◆ **YOUR OBJECTIVE**: Every entry needs to be printed exactly, please.

◆ **Stored entries**:
══════
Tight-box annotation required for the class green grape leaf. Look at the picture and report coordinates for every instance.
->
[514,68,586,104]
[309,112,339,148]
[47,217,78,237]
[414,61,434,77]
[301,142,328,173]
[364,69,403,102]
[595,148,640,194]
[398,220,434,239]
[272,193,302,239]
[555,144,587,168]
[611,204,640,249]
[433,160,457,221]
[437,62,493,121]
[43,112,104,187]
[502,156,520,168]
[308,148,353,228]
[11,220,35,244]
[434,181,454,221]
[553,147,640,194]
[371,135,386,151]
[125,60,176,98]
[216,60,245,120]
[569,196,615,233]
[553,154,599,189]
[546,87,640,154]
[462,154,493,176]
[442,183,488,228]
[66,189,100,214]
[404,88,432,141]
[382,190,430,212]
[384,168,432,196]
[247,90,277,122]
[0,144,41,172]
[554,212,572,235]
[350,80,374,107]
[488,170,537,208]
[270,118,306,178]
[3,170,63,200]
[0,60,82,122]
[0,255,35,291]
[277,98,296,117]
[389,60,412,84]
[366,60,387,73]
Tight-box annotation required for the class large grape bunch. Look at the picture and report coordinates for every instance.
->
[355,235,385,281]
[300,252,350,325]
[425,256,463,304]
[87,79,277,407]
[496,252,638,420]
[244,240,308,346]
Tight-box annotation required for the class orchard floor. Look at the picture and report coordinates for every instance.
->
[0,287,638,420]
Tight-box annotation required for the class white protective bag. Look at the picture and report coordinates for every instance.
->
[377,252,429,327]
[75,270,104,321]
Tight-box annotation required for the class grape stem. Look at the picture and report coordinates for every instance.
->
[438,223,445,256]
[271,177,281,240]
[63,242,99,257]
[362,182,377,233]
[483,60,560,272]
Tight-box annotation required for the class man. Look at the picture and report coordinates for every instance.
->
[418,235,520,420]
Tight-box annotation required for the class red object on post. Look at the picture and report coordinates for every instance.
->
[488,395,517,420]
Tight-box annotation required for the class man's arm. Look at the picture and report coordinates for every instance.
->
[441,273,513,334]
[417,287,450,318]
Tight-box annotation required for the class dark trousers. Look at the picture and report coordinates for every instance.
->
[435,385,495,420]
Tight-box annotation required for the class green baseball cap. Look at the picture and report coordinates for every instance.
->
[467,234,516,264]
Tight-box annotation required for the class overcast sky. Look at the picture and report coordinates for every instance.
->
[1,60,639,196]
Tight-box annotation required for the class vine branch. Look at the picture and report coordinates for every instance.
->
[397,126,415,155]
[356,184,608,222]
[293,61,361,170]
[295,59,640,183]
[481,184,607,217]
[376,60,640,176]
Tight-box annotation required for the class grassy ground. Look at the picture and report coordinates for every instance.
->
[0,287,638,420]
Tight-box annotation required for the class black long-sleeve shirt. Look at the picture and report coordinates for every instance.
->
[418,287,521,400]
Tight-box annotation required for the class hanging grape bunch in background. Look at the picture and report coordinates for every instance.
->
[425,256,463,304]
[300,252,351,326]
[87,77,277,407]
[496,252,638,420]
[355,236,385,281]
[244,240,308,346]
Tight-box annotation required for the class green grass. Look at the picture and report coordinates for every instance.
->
══════
◆ **WORKED SOLUTION**:
Tight-box annotation required for the class green grape leaf. Look at the picture and report coordinates for every instance.
->
[514,68,586,104]
[309,112,339,148]
[47,217,78,237]
[414,61,434,77]
[301,142,328,173]
[364,69,403,102]
[595,148,640,194]
[398,220,434,239]
[272,193,302,239]
[555,144,587,168]
[611,204,640,249]
[433,160,457,221]
[437,62,493,121]
[43,112,104,187]
[502,156,520,168]
[308,148,353,228]
[11,220,35,244]
[434,181,454,221]
[553,147,640,194]
[371,135,386,151]
[125,60,176,98]
[216,60,245,120]
[569,196,615,233]
[553,154,599,189]
[546,87,640,154]
[462,154,493,176]
[442,183,488,228]
[66,189,100,214]
[404,88,432,141]
[382,190,430,212]
[384,168,432,196]
[247,90,277,122]
[0,144,41,172]
[554,212,572,235]
[350,80,374,107]
[488,170,537,208]
[270,118,306,178]
[3,170,63,200]
[0,60,82,122]
[0,255,35,291]
[277,98,296,117]
[389,60,412,84]
[366,60,387,73]
Tight-box annotation required for the class large grape bunch. Look at the picture and report coordinates for every instance.
->
[355,235,385,281]
[300,252,350,325]
[425,256,463,304]
[87,79,277,407]
[496,252,638,420]
[244,240,308,346]
Tight-box annotation required for the class orchard floor. Look at the picture and report coordinates for every instance.
->
[0,287,638,420]
Tight-box annotation required for the class white protective bag. Look at the picture and report coordinates for every instance.
->
[377,252,429,327]
[75,270,104,321]
Tight-box annotation required for the class grape stem. Look at the picture and report coordinates for every instance.
->
[438,223,445,256]
[271,177,281,240]
[63,242,99,257]
[362,182,377,233]
[483,60,560,272]
Tight-box annotation required for the class man. Look at the picture and report coordinates for every instance.
->
[418,235,520,420]
Tight-box annotation required for the class red object on post. Look at the picture and report coordinates for every instance.
->
[488,395,517,420]
Tight-box annotation required for the class man's arm. Look at the picture and report coordinates for every instance.
->
[441,273,513,334]
[417,287,450,318]
Tight-box annotation required for the class dark trousers. Look at the picture and report coordinates for every instance.
->
[435,385,495,420]
Tight-box annotation required for the class green baseball cap. Look at the picture and report coordinates for every instance.
->
[467,234,516,264]
Tight-box annotation required for the class overcast sky. Look at the picture and report coordinates for every instance.
->
[1,60,639,196]
Tight-box annotation required for the class vine branch. Look at the picture and report coordinates for every instance.
->
[397,126,415,155]
[356,184,608,222]
[293,61,361,170]
[295,59,640,183]
[481,184,607,217]
[376,60,640,176]
Tight-box annotation required for the class grassy ground. Look at the picture and report coordinates for every instance.
->
[0,287,638,420]
Tight-box annotation required for the class black long-sleeve shirt. Look at the picture and report coordinates for every instance.
->
[418,287,521,400]
Tight-box annotation required for the class hanging grape bunch in background. Look at the picture and report coordinates for every instance.
->
[425,256,463,304]
[300,252,351,326]
[87,77,277,407]
[496,252,638,420]
[355,236,385,281]
[244,240,308,346]
Tight-box annotation required for the class green grass. Look at the picture and report coordinates for every instance.
->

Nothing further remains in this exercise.